What needs to be done
The reply should return the data in full, exactly as written.

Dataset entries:

■ ■ ■ ■

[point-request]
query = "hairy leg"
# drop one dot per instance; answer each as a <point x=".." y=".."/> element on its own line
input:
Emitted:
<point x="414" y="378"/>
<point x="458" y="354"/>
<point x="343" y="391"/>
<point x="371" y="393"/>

■ ■ ■ ■

Task response
[point-request]
query = "hairy leg"
# drop one dot per instance; answer each as a <point x=".." y=".."/> element on its own line
input:
Emitted:
<point x="414" y="378"/>
<point x="458" y="354"/>
<point x="343" y="391"/>
<point x="371" y="393"/>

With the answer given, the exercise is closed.